Давайте просто поживем: конец развития по прямой

Ольга АНДРЕЕВА, журналист

31.03.2020

Время, уставшее держать спину и быть прямым, как стрела, стремится убежать с пути цивилизационной гонки. И уходит на окраины мира, сворачиваясь в клубки и обретая свою исконную природу — цикличность.


Несколько лет назад мы сидели на сухумской набережной под сенью чего-то цветущего и смотрели на море. Позади нас раскинулся на пологих холмах предгорий полуразрушенный и до сих пор не восстановленный после войны Сухум. Двухэтажный, откровенно беспомощный и наивный город с пробитыми стенами купеческих домиков с витыми балкончиками был похож на маленького ребенка, у которого большие мальчишки отняли любимую игрушку. Слезы на детском лице уже давно высохли, но остались обида и подорванная вера в человечество. Мы сидели на веранде кафе, потягивали знаменитое абхазское лыхны и разговаривали о том, как нам всем жить дальше. Моим собеседником был пресс-секретарь кабмина Абхазии, невысокий живой человек с веселыми умными глазами. Впереди на асфальт набережной падали ровные тени сухумской колоннады, а дальше, за парапетом, ослепительно блистало теплое тихое море. Справа виднелся пустой причал сухумского порта. Все было так красиво вокруг, вино таким сладким, а солнце таким ласковым, что не хотелось думать очевидное: передо мной лежат руины маленькой уютной цивилизации, ставшей жертвой великих перемен. Пресс-секретарь говорил странное.
====================
**Условие задания**
Перескажите короче абзац статьи, начинающийся словами «Несколько лет назад мы сидели», сохранив его основные факты. Материал далее взят из другого источника.
====================
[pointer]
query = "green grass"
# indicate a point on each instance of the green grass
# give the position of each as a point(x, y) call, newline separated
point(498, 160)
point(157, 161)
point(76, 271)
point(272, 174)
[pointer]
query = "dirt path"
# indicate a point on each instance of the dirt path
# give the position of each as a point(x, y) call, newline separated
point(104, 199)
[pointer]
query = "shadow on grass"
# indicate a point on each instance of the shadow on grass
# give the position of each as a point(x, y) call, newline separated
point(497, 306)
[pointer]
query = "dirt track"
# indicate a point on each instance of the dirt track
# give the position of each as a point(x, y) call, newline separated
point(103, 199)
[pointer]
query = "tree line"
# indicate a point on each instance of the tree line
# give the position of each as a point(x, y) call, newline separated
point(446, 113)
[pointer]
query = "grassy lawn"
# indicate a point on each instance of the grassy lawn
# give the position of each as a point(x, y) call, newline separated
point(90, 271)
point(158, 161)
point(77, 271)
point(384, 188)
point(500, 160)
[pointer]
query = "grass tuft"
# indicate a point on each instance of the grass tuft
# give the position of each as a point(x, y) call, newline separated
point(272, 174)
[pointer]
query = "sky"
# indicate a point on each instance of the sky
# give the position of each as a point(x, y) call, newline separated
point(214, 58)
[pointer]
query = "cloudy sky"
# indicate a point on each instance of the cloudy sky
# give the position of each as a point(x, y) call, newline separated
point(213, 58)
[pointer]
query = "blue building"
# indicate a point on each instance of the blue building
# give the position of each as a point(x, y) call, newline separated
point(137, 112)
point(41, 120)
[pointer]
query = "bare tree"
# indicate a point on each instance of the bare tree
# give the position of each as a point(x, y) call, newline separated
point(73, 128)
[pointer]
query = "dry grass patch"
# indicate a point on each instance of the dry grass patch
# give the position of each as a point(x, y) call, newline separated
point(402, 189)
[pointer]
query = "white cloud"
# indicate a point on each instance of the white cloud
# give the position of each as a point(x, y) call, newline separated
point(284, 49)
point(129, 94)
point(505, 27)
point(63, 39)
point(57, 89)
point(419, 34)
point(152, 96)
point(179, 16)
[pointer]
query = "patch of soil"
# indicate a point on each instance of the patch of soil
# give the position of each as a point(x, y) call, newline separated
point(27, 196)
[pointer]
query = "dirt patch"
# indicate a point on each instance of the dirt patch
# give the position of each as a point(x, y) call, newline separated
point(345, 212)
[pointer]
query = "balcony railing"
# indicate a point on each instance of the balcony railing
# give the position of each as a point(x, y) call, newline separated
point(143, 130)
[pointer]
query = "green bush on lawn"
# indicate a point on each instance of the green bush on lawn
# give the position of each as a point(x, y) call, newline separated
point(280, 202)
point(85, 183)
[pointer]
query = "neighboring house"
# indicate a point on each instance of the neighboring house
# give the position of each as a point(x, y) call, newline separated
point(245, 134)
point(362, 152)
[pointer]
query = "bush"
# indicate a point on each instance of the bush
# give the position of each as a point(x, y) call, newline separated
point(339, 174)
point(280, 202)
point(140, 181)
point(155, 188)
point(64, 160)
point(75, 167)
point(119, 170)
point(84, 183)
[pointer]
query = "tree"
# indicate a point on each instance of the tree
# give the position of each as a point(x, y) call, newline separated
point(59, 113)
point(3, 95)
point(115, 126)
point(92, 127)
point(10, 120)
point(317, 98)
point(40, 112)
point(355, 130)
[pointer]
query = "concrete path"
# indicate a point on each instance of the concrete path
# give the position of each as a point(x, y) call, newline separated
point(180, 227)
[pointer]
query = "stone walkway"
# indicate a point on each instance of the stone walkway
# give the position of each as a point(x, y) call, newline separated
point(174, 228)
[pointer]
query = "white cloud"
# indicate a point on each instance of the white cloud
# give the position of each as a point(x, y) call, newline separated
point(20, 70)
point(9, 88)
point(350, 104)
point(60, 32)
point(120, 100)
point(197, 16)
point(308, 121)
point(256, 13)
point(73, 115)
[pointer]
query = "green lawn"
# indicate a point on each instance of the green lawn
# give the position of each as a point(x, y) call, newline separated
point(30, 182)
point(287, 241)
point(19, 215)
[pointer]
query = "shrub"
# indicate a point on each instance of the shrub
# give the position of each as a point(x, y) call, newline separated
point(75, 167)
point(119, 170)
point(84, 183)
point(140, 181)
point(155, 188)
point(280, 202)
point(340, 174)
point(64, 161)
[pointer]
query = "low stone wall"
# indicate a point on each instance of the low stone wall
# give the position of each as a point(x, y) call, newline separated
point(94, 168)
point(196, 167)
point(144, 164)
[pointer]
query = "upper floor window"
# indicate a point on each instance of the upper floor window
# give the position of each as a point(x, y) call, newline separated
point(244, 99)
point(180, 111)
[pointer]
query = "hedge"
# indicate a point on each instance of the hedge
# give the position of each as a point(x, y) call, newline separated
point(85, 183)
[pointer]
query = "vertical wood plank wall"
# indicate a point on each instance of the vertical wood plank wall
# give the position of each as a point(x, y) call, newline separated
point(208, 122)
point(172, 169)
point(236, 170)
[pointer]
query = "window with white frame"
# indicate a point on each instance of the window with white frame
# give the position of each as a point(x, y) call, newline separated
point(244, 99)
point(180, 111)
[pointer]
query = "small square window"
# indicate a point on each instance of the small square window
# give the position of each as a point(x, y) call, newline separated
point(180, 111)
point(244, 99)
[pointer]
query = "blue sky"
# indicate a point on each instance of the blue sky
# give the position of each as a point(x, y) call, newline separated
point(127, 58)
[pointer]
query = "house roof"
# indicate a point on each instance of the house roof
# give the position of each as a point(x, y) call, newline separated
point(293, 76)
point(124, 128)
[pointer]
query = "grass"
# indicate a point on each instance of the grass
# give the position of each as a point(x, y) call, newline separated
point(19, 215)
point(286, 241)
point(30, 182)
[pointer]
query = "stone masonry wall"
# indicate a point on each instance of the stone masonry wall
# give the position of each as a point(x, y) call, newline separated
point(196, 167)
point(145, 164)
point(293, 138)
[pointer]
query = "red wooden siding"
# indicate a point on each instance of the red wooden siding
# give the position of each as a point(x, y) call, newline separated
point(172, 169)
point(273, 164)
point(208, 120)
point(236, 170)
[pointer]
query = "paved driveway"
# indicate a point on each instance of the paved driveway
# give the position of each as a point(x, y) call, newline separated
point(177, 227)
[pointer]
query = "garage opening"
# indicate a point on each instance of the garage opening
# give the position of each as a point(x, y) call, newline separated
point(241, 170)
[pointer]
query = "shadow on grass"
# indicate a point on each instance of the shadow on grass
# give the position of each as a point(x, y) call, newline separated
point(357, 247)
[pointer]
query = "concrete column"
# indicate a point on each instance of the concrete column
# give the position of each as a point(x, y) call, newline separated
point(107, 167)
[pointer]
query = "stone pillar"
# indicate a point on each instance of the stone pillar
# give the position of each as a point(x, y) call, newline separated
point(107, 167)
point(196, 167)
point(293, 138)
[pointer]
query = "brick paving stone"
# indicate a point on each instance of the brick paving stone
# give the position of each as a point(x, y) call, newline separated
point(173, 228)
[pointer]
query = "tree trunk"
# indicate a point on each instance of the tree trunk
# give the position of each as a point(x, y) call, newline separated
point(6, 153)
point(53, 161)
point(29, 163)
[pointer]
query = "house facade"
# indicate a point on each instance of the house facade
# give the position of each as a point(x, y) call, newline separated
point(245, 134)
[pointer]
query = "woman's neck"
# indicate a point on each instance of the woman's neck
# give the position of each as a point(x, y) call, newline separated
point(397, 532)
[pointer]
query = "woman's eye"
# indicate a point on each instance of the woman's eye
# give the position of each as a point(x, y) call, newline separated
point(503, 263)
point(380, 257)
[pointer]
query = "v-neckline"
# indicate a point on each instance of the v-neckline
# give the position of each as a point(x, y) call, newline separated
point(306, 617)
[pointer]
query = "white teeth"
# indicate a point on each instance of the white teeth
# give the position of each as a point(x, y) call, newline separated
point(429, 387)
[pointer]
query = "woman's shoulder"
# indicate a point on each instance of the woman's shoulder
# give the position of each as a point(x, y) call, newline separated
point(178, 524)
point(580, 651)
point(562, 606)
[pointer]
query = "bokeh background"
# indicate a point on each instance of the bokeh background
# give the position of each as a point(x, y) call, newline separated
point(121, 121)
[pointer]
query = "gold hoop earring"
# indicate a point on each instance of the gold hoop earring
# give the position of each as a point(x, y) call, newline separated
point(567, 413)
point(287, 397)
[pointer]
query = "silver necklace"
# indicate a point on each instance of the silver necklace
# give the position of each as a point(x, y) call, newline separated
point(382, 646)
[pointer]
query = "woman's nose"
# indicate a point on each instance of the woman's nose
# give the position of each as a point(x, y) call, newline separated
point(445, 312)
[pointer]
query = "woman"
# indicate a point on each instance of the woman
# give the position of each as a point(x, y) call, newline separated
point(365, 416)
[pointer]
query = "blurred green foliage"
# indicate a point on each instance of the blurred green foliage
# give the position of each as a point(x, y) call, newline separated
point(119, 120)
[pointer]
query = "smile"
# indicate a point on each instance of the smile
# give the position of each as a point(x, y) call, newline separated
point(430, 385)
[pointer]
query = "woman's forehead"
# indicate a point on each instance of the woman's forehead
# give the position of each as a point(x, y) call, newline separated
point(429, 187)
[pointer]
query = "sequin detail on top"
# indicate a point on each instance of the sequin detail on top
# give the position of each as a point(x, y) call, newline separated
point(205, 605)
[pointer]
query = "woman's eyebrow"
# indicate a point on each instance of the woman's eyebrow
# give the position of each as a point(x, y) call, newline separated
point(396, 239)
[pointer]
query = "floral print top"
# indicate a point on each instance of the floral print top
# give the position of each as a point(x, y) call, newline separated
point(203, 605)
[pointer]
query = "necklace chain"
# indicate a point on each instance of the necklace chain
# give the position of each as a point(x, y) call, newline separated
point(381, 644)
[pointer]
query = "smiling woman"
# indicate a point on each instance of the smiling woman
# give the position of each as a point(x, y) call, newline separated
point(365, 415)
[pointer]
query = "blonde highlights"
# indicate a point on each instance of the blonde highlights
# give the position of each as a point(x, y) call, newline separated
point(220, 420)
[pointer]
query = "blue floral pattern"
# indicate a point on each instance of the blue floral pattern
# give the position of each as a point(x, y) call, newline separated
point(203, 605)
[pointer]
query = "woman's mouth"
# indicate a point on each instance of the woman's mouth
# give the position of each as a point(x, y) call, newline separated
====================
**Итоговый результат**
Несколько лет назад мы сидели на веранде кафе на сухумской набережной, пили знаменитое абхазское лыхны и смотрели на море. Позади лежал полуразрушенный и до сих пор не восстановленный после войны Сухум с пробитыми стенами купеческих домиков. Город походил на ребенка, у которого отняли любимую игрушку: слезы высохли, но остались обида и подорванная вера в человечество. Моим собеседником был пресс-секретарь кабмина Абхазии. Мы говорили о том, как всем жить дальше. Вокруг было так красиво, вино было таким сладким, а солнце таким ласковым, что не хотелось признавать очевидное: передо мной руины маленькой уютной цивилизации, ставшей жертвой великих перемен. Пресс-секретарь говорил странное.